== Page extract
And yet, 100 years from now, Obama’s presidency will be hailed as the most transformative of our lifetimes, and Donald Trump’s will be viewed with the same scorn that followed the Dred Scott decision. Like that pre-Civil War Supreme Court case, Trump will forever be condemned as a racial reprobate whose words and actions inspired white supremacists and neo-Nazis.
Last week’s slaughter of Muslims in New Zealand was allegedly committed by a fascist who claimed to draw inspiration from President Trump, among others. It was the latest in a long line of tragedies that our president failed to clearly condemn. After the 2017 riots in Charlottesville, Trump proclaimed a moral equivalence between neo-Nazis and their opponents. Following the killings in Christchurch, the president dismissed the threat of white supremacy while claiming the rising tide of violence coming from the far right was limited to a few troublemakers with “very serious problems.”
Trump’s acting chief of staff appeared on national television to declare that “the president is not a white supremacist.” White House counselor Kellyanne Conway once again shamed herself by dismissing the fascist mass murderer from Australia as an “eco-terrorist.” The president’s apologists denied that the current commander in chief was inspiring right-wing violence. But the Center for Strategic and International Studies reported in November that far-right attacks rose in Europe by 43 percent since 2016, while right-wing terrorist attacks have quadrupled in the United States over the same time. Hate crimes rose 17 percent in 2017.
This troubling chapter in U.S. history has one author — and his name is Donald Trump. This sputtering reality star has created a political identity and corrupt presidency inspired by the wave of racism that followed Obama’s. The Manhattan multimillionaire’s 2016 calls for a Muslim ban and creation of a Muslim registry; the claim of ignorance toward former Ku Klux Klan leader David Duke; the attack on a Hispanic judge’s integrity; the callousness shown toward a Muslim Gold Star family; and the anti-Semitic tweet featuring a Star of David and piles of $100 bills next to Hillary Clinton’s face. These are just a few of the racially charged offenses that Trump committed even before Americans elected him president.
====
Copy the passage on Trump and racial violence word for word, from "This troubling chapter" to "elected him president.". The entries are drawn from a different source than the passage on Trump and racial violence.
== Data supplied
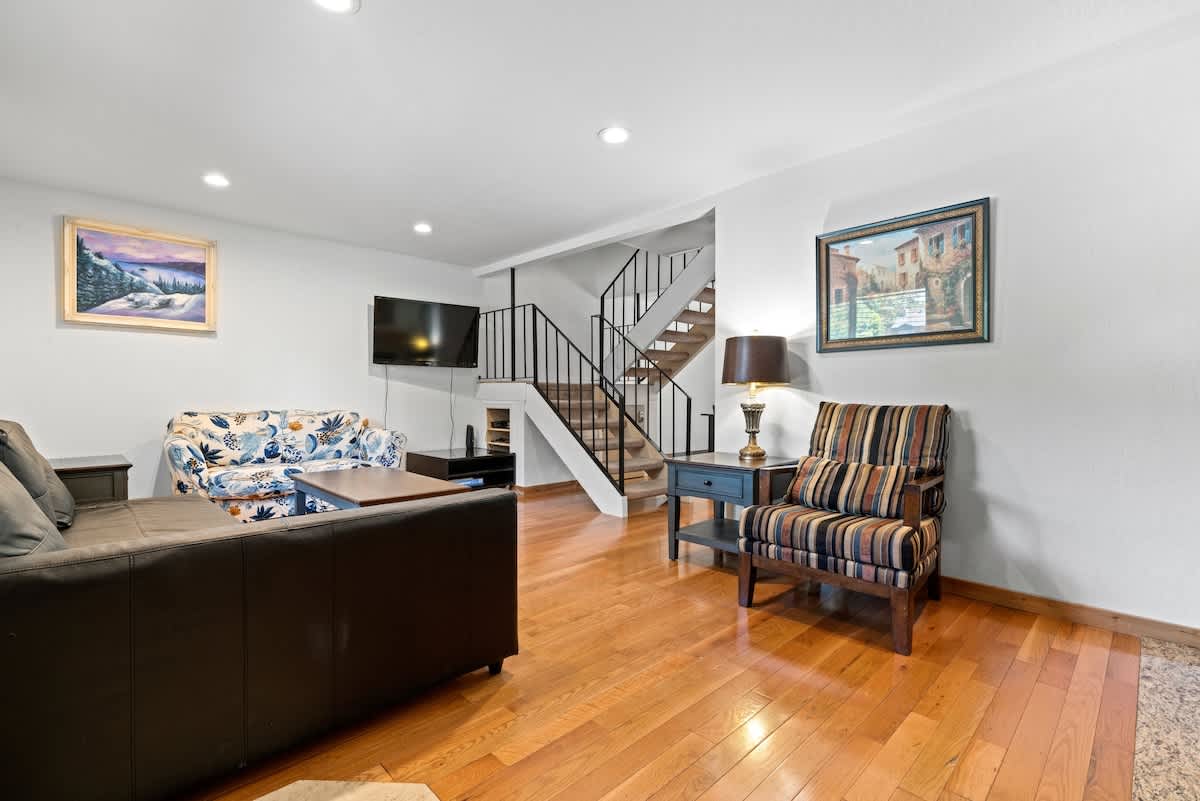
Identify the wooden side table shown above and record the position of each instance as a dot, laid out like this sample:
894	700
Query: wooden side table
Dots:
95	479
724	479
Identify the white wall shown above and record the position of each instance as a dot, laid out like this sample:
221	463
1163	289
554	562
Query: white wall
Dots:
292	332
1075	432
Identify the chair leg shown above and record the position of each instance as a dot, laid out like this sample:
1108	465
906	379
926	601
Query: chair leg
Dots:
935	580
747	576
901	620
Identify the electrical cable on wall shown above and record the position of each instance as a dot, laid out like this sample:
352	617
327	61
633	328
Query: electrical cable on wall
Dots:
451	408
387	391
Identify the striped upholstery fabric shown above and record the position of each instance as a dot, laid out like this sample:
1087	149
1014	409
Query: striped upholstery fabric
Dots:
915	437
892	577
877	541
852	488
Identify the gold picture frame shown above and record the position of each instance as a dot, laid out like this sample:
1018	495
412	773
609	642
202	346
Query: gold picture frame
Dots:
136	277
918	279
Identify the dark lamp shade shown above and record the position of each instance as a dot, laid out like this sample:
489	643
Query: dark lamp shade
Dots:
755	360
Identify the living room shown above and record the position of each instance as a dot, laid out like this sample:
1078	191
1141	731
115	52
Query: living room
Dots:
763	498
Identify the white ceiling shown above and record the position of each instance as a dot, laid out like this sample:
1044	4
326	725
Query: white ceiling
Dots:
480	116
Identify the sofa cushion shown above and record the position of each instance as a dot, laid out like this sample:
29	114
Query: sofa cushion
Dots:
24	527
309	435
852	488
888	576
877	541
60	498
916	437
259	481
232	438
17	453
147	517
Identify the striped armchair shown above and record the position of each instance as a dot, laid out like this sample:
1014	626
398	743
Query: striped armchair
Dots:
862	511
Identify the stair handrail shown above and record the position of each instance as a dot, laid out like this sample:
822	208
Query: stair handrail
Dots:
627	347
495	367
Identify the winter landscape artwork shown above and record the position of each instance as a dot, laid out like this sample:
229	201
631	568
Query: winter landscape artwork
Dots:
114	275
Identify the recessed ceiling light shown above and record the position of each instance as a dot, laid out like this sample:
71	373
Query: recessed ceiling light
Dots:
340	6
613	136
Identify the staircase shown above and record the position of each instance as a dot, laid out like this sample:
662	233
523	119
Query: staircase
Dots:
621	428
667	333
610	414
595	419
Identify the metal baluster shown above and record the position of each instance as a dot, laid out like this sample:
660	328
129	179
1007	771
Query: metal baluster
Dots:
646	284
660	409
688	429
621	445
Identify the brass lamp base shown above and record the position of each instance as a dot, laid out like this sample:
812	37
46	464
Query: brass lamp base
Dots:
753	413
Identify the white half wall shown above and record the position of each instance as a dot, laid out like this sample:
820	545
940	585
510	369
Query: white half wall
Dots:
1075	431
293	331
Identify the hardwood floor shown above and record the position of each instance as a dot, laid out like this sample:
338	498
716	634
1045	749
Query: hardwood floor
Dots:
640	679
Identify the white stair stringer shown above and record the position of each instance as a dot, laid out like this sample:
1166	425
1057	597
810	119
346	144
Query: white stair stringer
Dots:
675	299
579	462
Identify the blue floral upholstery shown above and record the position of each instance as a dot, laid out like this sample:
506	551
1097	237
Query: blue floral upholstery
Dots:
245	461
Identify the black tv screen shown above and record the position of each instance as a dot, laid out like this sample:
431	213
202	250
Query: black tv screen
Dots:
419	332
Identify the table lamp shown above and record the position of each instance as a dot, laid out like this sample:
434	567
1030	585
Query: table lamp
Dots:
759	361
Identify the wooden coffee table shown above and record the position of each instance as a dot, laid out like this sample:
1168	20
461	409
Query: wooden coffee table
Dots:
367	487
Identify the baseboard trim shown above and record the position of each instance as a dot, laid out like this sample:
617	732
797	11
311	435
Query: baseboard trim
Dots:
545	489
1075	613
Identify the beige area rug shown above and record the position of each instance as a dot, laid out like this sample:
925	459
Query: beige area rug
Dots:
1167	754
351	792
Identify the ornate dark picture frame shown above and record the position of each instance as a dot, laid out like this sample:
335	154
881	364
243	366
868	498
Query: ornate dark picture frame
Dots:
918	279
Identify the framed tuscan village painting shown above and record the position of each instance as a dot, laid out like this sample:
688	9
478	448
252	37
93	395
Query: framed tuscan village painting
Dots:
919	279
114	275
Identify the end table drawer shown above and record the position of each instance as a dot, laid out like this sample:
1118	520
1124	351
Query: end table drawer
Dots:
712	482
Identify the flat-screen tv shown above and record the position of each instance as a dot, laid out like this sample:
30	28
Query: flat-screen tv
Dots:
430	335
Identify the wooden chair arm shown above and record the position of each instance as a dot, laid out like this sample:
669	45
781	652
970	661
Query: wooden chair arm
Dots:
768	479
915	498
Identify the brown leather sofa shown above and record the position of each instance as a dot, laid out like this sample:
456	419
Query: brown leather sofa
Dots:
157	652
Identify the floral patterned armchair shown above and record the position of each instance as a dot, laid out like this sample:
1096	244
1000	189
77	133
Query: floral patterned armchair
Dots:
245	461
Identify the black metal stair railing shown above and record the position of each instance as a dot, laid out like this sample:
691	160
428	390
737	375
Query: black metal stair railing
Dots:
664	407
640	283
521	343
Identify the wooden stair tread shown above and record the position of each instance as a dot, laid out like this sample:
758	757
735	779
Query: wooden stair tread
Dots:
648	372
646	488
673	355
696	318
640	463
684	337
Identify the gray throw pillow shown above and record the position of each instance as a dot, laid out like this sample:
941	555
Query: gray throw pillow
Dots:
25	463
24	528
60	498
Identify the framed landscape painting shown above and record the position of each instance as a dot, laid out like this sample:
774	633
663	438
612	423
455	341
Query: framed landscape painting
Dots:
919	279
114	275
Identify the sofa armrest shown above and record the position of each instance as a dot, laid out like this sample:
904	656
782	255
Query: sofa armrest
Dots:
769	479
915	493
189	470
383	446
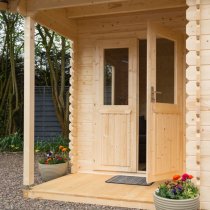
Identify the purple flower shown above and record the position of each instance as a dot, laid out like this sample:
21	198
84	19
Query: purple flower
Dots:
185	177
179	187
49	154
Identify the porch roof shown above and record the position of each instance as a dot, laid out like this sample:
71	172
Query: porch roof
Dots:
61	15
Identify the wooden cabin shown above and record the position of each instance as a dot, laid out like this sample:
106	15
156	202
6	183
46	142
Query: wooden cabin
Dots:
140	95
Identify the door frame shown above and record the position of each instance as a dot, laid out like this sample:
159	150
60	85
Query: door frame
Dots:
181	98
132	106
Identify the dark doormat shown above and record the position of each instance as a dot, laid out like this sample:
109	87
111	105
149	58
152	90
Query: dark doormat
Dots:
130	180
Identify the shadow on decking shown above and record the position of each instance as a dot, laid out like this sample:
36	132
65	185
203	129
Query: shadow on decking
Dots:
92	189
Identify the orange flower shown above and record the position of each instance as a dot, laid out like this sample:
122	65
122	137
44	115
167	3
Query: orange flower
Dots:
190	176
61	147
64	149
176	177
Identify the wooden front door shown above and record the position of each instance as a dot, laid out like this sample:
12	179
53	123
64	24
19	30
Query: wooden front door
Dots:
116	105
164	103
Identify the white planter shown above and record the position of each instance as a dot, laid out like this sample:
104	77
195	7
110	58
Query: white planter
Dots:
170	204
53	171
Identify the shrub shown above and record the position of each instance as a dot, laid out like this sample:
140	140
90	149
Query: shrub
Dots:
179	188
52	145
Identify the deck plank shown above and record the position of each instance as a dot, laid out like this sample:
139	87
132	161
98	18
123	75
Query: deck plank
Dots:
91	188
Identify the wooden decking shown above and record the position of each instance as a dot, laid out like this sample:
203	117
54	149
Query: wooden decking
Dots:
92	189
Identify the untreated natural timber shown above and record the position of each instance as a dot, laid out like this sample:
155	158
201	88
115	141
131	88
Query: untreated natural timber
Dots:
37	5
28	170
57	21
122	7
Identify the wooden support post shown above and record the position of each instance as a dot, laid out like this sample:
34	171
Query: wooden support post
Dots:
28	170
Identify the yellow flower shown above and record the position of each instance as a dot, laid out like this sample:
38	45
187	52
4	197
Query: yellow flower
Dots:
====
== Data supplied
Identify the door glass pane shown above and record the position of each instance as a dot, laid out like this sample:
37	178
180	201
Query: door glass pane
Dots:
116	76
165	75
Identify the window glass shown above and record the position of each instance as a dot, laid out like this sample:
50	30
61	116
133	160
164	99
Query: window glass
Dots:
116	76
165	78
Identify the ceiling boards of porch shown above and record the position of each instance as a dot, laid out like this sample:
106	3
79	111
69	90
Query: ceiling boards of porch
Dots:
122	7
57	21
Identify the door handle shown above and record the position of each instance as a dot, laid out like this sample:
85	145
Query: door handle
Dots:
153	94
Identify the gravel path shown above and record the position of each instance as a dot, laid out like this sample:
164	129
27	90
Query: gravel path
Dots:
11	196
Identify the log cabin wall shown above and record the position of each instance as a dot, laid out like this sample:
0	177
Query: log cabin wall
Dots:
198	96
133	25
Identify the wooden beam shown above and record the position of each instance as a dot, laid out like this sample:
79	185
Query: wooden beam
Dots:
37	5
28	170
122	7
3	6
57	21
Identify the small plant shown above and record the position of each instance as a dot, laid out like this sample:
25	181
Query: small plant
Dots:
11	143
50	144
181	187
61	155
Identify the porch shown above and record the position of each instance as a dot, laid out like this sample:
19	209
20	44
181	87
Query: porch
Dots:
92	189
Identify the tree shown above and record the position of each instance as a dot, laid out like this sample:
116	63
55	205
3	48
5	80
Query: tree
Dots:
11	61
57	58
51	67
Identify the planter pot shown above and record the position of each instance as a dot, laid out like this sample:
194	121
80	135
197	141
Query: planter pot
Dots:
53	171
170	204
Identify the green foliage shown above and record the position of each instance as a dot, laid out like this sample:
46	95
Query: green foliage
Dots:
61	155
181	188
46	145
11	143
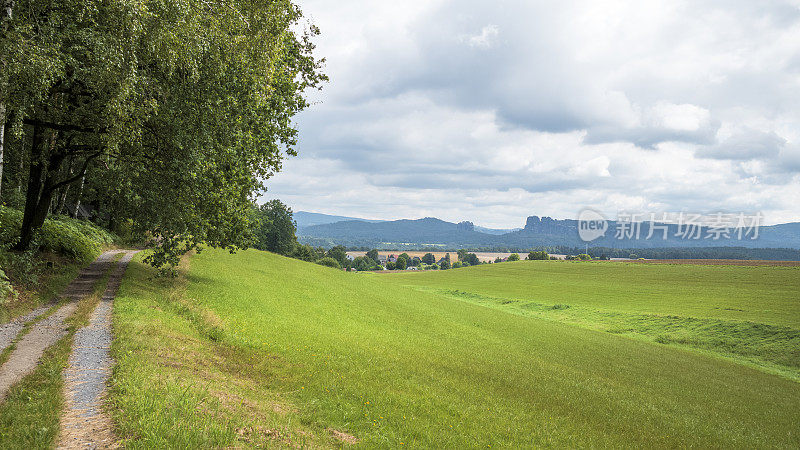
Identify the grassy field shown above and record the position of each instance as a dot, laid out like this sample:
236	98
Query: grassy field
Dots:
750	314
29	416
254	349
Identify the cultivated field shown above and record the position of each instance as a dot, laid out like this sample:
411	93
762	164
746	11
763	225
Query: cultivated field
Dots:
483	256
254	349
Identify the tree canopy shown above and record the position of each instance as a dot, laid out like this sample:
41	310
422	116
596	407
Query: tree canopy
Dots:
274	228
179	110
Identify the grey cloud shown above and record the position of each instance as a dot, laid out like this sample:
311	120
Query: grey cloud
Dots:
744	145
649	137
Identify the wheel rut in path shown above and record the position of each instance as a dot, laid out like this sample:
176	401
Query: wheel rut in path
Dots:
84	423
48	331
====
» Response below:
This troubling chapter in U.S. history has one author — and his name is Donald Trump. This sputtering reality star has created a political identity and corrupt presidency inspired by the wave of racism that followed Obama’s. The Manhattan multimillionaire’s 2016 calls for a Muslim ban and creation of a Muslim registry; the claim of ignorance toward former Ku Klux Klan leader David Duke; the attack on a Hispanic judge’s integrity; the callousness shown toward a Muslim Gold Star family; and the anti-Semitic tweet featuring a Star of David and piles of $100 bills next to Hillary Clinton’s face. These are just a few of the racially charged offenses that Trump committed even before Americans elected him president.